:: TEXT PROVIDED ::
━━━━━━━━

6 New Bounds for Sampling Numbers

We are interested in the question of optimal sampling recovery of functions from reproducing kernel Hilbert spaces in \(L_2(D,\varrho _D)\). The quantity we want to study is classically given by

$$\begin{aligned} g_n(\mathrm {Id}_{K,\varrho _D}) {:}{=} \inf \limits _{\mathbf {x}^1,\ldots ,\mathbf {x}^n \in D} \; \inf \limits _{\varphi :\mathbb {C}^n \rightarrow L_2} \; \sup \limits _{\Vert f\Vert _{H(K)}\le 1}\Vert f-\varphi (f(\mathbf {x}^1),\ldots ,f(\mathbf {x}^n))\Vert _{L_2(D,\varrho _D)} \end{aligned}$$

and quantifies the recovery of functions out of n function values in the worst-case setting. The goal is to get reasonable bounds for this quantity in n, preferably in terms of the singular numbers of the embedding. Results on the decay properties of this quantity in the framework of RKHS have been given by several authors, see, e.g., [15, 20, 27] and the references therein (see also Remark 6.2). For a special case in the field of hyperbolic cross approximation, we refer to [7, Outstanding Open Problem 1.4]. Here we present a new upper bound in the general framework.

━━━━━━━━

:: SUPPLIED MATERIAL ::
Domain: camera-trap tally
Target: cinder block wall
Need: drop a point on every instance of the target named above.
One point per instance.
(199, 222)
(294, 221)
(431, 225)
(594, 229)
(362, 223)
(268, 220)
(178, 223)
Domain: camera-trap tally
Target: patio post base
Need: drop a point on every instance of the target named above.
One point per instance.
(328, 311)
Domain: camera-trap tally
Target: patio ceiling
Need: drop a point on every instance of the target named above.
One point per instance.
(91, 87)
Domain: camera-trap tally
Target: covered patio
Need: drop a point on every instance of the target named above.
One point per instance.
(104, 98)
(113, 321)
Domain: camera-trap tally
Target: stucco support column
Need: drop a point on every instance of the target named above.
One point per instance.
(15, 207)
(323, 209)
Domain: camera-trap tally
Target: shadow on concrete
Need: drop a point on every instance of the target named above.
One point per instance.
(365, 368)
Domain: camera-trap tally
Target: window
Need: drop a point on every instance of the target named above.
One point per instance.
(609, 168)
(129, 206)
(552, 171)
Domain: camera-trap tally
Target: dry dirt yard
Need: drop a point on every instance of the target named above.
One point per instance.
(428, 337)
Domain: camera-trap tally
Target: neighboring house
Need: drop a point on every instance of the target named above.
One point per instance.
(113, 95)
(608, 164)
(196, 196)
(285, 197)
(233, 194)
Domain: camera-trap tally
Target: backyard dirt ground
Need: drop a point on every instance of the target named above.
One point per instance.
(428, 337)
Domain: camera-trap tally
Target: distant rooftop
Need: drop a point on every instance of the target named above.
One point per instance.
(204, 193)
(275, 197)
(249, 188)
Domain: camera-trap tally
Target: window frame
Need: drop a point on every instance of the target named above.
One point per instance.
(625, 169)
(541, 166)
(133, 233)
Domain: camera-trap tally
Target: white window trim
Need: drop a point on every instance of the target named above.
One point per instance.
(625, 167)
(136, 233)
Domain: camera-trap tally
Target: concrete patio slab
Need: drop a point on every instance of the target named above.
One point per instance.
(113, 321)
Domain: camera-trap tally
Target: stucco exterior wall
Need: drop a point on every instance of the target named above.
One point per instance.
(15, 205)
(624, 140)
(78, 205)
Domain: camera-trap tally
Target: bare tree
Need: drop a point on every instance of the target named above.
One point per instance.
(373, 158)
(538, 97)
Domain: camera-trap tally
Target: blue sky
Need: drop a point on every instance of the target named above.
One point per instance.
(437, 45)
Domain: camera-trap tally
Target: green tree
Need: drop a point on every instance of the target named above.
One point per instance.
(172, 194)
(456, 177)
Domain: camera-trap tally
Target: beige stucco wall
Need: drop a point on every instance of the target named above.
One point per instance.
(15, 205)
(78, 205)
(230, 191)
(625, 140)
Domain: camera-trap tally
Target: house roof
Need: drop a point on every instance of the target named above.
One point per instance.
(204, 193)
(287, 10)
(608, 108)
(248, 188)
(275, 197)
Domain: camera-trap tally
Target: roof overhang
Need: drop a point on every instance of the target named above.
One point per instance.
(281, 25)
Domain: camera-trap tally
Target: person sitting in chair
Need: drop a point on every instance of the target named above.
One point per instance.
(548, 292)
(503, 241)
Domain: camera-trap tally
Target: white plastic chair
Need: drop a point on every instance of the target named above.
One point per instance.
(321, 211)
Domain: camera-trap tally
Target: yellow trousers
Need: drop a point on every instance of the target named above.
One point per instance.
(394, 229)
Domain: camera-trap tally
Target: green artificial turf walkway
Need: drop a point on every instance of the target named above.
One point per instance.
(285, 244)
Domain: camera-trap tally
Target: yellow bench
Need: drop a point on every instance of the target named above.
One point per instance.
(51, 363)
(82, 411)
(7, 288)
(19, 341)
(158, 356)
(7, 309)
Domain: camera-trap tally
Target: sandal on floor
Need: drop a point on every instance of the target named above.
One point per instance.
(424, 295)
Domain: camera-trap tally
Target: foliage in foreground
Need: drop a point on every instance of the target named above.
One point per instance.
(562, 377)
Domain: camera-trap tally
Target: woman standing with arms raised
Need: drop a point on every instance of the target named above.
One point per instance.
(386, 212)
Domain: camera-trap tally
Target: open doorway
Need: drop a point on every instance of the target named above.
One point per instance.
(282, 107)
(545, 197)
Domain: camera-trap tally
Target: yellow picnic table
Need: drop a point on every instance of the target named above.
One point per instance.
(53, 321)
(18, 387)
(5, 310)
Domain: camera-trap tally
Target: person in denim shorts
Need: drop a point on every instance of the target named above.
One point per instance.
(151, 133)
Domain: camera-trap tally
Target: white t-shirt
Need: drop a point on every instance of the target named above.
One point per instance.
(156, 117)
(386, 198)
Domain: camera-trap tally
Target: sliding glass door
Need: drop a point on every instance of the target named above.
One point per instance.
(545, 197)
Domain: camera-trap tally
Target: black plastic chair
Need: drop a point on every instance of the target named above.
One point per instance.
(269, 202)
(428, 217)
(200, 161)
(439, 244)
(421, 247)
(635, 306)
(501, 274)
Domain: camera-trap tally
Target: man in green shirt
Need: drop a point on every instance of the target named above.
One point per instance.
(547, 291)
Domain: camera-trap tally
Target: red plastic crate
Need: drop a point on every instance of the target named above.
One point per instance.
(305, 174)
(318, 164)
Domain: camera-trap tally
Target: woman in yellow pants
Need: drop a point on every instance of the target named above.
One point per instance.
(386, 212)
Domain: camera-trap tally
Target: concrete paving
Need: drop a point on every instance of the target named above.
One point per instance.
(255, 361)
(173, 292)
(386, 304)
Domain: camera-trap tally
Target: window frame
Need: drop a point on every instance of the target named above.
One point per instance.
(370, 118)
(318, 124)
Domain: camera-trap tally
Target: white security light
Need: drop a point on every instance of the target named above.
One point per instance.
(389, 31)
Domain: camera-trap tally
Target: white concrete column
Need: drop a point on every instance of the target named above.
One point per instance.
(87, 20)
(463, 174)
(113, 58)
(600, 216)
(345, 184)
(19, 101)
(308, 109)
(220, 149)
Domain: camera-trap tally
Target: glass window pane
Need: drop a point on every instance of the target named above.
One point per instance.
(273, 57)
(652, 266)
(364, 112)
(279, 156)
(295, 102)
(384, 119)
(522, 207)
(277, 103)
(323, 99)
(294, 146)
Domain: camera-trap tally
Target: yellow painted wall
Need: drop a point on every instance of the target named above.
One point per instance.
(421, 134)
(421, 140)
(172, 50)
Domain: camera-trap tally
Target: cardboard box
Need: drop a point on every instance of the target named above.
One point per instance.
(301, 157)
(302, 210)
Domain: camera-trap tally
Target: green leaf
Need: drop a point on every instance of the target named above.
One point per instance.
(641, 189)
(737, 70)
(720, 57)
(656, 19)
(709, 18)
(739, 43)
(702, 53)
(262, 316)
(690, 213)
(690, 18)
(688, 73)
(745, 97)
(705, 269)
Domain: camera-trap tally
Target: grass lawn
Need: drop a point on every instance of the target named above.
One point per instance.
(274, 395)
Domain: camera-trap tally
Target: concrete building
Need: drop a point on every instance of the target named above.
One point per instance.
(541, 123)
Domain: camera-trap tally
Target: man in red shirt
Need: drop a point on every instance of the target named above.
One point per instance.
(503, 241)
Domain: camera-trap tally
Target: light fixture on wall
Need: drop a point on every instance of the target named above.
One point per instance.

━━━━━━━━

:: PROBLEM 1 ::
List every reference number that the section on sampling numbers gives in square brackets.
:: PROBLEM 2 ::
Answer from the section on sampling numbers, one line per question:
(a) In what setting does the quantity measure recovery?
(b) Which remark does the section point readers to?
(c) In which field is the special case it mentions?
:: PROBLEM 3 ::
From the section on sampling numbers, write out word for word the stretch from "and quantifies the" through "the general framework.".

:: WORKED SOLUTION 1 ::
15, 20, 27, 7

:: WORKED SOLUTION 2 ::
(a) The worst-case setting.
(b) Remark 6.2.
(c) Hyperbolic cross approximation.

:: WORKED SOLUTION 3 ::
and quantifies the recovery of functions out of n function values in the worst-case setting. The goal is to get reasonable bounds for this quantity in n, preferably in terms of the singular numbers of the embedding. Results on the decay properties of this quantity in the framework of RKHS have been given by several authors, see, e.g., [15, 20, 27] and the references therein (see also Remark 6.2). For a special case in the field of hyperbolic cross approximation, we refer to [7, Outstanding Open Problem 1.4]. Here we present a new upper bound in the general framework.